§ SELECTED EXCERPT
Entertainment

Worth the wait? Reviews arrive for Marvel’s delayed superhero film Black Widow

The film was set to be released in May last year before the pandemic intervened.
The film was set to be released in May last year before the pandemic intervened. The film was set to be released in May last year before the pandemic intervened.

The reviews are in for Marvel’s delayed superhero blockbuster Black Widow – but was it worth the wait?

The first entry in phase four of the Marvel Cinematic Universe sees Scarlett Johansson reprising the role of former KGB spy Natasha Romanoff.

She is joined by an all-star supporting cast including Stranger Things’ David Harbour, Rachel Weisz and Florence Pugh.

Directed by Australia’s Cate Shortland, the standalone Black Widow follows the events of 2016’s Captain America: Civil War and finds Romanoff reckoning with her past.

Black Widow
Black Widow Florence Pugh stars alongside Scarlett Johansson in Black Widow, the latest blockbuster from Marvel (Disney/PA)

Originally set to arrive in May last year, the chaos of the pandemic resulted in its release date being shifted multiple times and it finally settled on July 9 in the UK.

Reviews have been largely positive and critics are broadly in agreement Black Widow is a successful addition to the MCU.

Writing in the Guardian, Peter Bradshaw gave the film four stars out of five, praising it for both being entertaining as a standalone feature while delivering something new for long-time fans.

He suggested Harbour could be rewarded for his “scene-stealer” performance with his own film.

Black Widow
Black Widow Black Widow was delayed multiple times due to the pandemic, but the wait is almost over (Disney/PA)

Bradshaw wrote: “For fans of Black Widow and everyone else, this episode is great fun and Harbour could well ascend to spinoff greatness of his own.”

Black Widow also received four stars from the BBC’s reviewer Caryn James.

She described the film as “entertaining and full of action,” noting it was “unexpected” that Black Widow “may be the least Avenger-like movie in the series so far”.

James praised Shortland’s handling of the film’s high-octane moments, writing “she quickly demonstrates that she can create exhilarating action”.

In another four-star review, the PA news agency’s Damon Smith described Black Widow as a “hugely entertaining spy thriller”.

He applauded the film’s action sequences, script and score, which comes from Scottish composer Lorne Balfe.

Smith said while Shortland’s “vertiginous denouement falls victim to the same CGI overload as other MCU strands,” there is a “clear focus on characters in peril in the eye of a digitally rendered storm that breaks the film’s fall”.

§ PROBLEM TO SOLVE
In the article on reviews of Black Widow, who wrote the film's score?

§ RECORD EXTRACTS

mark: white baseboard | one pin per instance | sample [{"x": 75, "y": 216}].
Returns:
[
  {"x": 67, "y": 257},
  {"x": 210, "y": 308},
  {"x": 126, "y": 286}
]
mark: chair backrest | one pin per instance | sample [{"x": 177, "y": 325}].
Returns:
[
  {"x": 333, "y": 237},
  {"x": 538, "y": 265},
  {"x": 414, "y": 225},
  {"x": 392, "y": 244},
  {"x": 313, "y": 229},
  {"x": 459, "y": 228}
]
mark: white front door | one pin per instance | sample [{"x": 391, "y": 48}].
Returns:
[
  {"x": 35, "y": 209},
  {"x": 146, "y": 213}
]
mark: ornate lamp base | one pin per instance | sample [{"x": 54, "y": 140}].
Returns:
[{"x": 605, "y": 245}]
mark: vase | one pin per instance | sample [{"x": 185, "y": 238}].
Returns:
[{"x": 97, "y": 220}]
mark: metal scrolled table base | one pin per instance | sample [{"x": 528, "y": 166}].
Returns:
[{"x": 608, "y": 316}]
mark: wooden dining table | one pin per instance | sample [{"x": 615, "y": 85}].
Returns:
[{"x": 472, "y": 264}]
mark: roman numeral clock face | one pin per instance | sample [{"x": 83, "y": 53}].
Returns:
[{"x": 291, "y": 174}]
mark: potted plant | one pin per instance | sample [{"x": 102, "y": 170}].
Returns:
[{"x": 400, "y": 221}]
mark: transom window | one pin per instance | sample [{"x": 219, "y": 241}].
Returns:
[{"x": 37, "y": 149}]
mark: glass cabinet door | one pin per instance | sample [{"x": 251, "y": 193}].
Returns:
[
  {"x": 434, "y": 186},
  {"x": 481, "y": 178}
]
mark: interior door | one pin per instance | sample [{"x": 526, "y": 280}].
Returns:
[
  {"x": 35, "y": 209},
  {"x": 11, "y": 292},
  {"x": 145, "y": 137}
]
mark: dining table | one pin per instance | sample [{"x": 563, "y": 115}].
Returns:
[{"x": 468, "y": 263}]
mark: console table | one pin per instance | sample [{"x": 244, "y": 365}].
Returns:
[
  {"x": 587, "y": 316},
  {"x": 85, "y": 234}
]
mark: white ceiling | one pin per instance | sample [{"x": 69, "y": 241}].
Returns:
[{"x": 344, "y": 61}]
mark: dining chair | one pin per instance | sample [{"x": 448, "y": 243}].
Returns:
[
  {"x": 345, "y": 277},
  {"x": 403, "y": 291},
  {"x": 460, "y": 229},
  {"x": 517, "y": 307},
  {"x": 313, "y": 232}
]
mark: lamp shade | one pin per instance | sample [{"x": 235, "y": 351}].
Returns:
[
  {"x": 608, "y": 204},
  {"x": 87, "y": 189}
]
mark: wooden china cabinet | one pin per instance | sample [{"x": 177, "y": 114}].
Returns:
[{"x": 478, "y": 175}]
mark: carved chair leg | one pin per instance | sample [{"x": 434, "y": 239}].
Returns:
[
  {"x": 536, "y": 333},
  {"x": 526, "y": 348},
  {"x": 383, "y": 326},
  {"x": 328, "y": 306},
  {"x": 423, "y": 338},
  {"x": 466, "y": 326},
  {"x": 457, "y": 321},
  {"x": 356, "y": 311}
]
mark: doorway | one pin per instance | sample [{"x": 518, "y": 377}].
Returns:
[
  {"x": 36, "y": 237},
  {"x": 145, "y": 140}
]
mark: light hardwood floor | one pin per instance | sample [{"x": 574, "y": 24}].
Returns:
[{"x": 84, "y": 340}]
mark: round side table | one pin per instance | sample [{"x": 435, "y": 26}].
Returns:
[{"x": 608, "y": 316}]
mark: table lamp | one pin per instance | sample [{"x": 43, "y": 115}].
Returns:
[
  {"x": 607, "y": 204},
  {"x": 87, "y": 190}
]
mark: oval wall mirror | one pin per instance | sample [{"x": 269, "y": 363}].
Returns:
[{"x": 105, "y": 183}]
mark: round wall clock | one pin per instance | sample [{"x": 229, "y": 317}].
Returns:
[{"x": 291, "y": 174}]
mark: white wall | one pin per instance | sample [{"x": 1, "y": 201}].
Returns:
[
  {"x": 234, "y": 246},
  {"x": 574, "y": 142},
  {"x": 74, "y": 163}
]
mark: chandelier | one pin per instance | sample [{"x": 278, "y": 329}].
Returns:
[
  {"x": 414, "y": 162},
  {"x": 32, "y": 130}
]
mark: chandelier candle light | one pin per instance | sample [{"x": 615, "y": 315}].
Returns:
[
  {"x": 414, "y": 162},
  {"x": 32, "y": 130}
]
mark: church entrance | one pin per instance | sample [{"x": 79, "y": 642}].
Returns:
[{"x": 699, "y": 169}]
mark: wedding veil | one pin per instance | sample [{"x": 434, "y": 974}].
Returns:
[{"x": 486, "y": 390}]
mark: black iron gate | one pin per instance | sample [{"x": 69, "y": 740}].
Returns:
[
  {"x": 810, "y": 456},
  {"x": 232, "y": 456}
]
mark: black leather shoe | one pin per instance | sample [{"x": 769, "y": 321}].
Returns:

§ TASK ANSWER
Scottish composer Lorne Balfe.